[Excerpted passage]
During fiscal year 2011, the Company recorded a Loss on debt extinguishment of $318,000, as a result of amending The Picometrix Notes as described in Note 6 to the Consolidated Financial Statements.
 
Net loss for fiscal 2011 was $1.9 million ($0.07 per share), as compared to net loss of $3.7 million ($0.15 per share) in fiscal 2010, a decrease in loss of $1.8 million.  The decrease in losses for the year were primarily attributable to higher revenue offset partially by an increase in cost associated with new product  revenue and increased R&D expenses in the growth product platforms.  The non-cash impact of recording the change in fair value of warrant liability and the loss on debt extinguishment accounted for $809,000 (or 43%) of the loss for fiscal 2011, which represents $0.03 per share.
 
Liquidity and Capital Resources
At March 31, 2011, the Company had cash and cash equivalents of $4.7 million, an increase of $3.0 million from $1.7 million as of March 31, 2010. Cash generated from financing activities in fiscal 2011 accounted for $5.1 million, offset by a reduction in cash from investing activities of $1.6 million and a reduction in cash from operating activities of $473,000.
 
Operating Activities
Net cash used in operating activities of $473,000 for the year ended March 31, 2011 was primarily the result of net cash provided by operations of $1.7 million offset by net cash used by changes in operating assets and liabilities of $2.2 million.  The net cash provided by operations included a net loss of $1.9 million, offset by non-cash expenses of $3.6 million, including $2.8 million from depreciation, amortization and stock based compensation expense;  approximately $491,000 for the change in the fair value of warrants; and $318,000 from loss on debt extinguishment. The net use of cash by changes in operating assets and liabilities of $2.2 million was primarily a result of higher revenues which increased accounts receivable by $1.9 million and inventories by $1.1 million, offset by increases in accounts payable of $1.1 million.  Prepaid and other assets increased $323,000, offset by increased accrued expenses of $50,000.

[Given task]
Pick up the fiscal 2011 financial discussion above after its last sentence and continue writing it.

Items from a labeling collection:
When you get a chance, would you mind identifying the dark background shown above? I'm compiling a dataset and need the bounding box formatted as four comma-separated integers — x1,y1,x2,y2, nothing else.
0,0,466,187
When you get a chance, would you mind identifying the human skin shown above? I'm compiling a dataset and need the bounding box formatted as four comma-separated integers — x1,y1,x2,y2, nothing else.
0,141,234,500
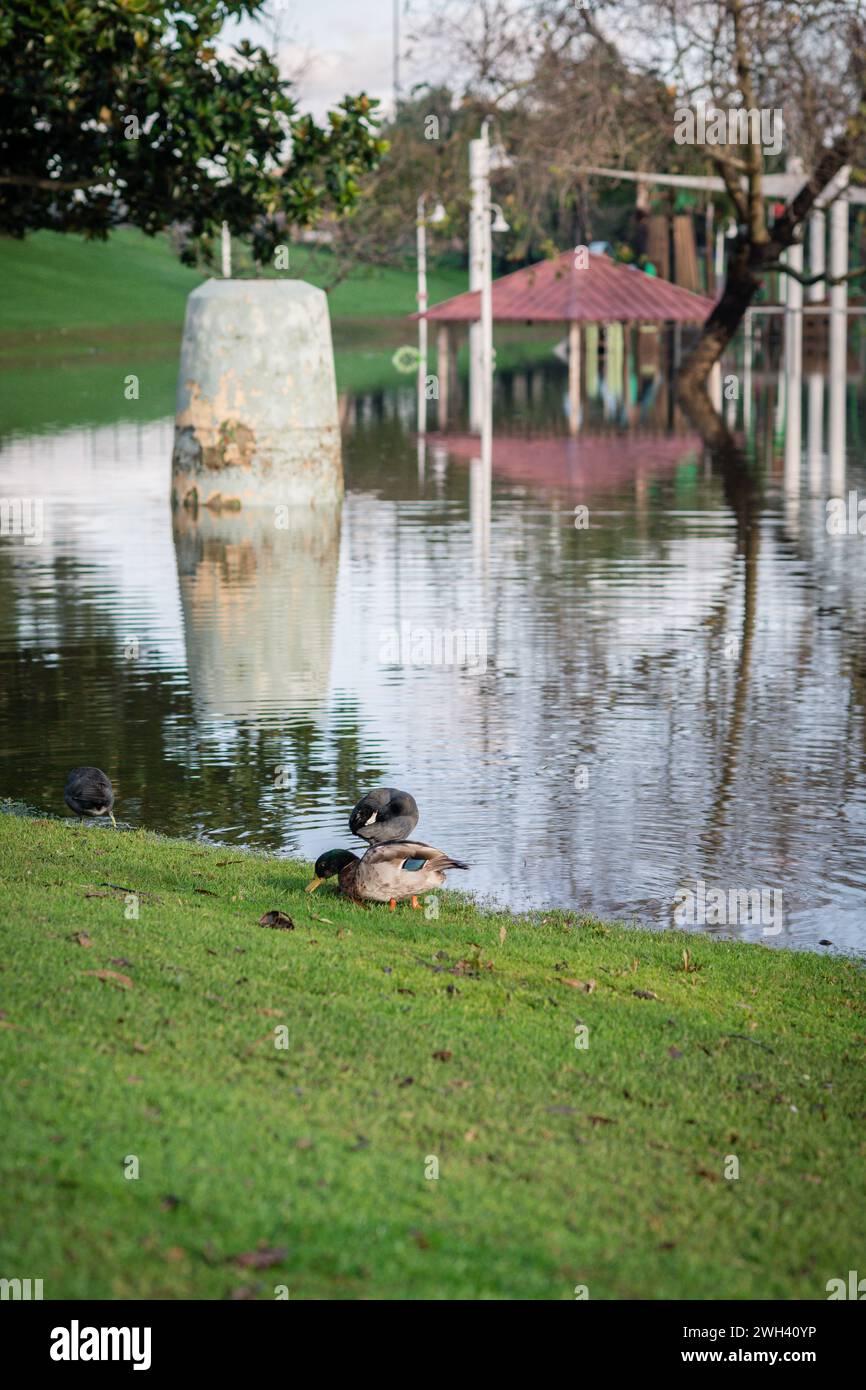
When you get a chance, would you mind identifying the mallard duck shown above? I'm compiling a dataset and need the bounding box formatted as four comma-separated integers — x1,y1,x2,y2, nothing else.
63,767,117,830
307,840,468,912
349,787,418,845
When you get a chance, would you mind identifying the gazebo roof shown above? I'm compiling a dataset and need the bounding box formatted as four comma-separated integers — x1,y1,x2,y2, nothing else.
422,252,714,324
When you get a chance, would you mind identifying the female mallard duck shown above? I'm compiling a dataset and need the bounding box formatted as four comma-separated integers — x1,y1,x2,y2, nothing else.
63,767,117,830
349,787,418,845
307,840,468,912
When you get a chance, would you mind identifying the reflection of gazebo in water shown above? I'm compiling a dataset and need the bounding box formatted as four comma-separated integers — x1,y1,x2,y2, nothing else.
428,431,703,498
427,247,713,432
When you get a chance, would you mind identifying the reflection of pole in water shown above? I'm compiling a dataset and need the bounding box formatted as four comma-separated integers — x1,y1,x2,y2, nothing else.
468,459,492,571
806,371,824,496
742,309,755,445
174,507,341,719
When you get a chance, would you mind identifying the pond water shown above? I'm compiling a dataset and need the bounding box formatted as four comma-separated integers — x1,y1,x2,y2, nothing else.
0,347,866,951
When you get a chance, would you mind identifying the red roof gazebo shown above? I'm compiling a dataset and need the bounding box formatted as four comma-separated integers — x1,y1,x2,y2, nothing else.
413,247,713,434
416,252,713,324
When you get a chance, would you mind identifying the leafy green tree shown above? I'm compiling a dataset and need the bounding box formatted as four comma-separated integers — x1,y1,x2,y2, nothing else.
0,0,385,260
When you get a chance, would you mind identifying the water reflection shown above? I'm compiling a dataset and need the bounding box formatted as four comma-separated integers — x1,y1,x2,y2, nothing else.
0,353,866,949
174,507,341,719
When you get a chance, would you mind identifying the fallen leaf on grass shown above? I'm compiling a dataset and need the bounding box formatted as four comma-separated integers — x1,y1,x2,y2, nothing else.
259,908,295,931
85,970,132,990
235,1245,289,1269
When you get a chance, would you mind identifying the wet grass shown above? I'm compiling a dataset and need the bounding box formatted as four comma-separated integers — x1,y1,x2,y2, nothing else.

[Answer for the task]
 
Net cash provided by operating activities of $152,000 for the year ended March 31, 2010 was primarily the result of net cash provided by changes in operating assets and liabilities of $406,000, offset by net cash used in operations of $254,000. The net cash used in operations included a net loss of $3.7 million, offset by net cash expenses of $3.6 million from depreciation, amortization and stock based compensation expense, and non-cash income of approximately $182,000 to record a change in the fair value of warrants. Changes in operating assets and liabilities were primarily a result of lower revenues which reduced accounts receivable by $605,000 and lowered accounts payable by $350,000.  Prepaid and other assets were lower by $63,000 and accrued expenses increased by $75,000.
 
Investing Activities
Net cash used in investing activities was approximately $1.6 million for the year ended March 31, 2011.  The amount consisted of capital expenditures of approximately $1.4 million and patent expenditures of $251,000.
 
Net cash used in investing activities was approximately $44,000 for the year ended March 31, 2010.  The amount consisted of capital expenditures of approximately $130,000 (which includes $40,000 to complete the conversion of the California clean room to hybrid assembly manufacturing space), and patent expenditures of $192,000, offset by the elimination of the certificate of deposit of $278,000 required by the amended operating lease of the Ann Arbor facility.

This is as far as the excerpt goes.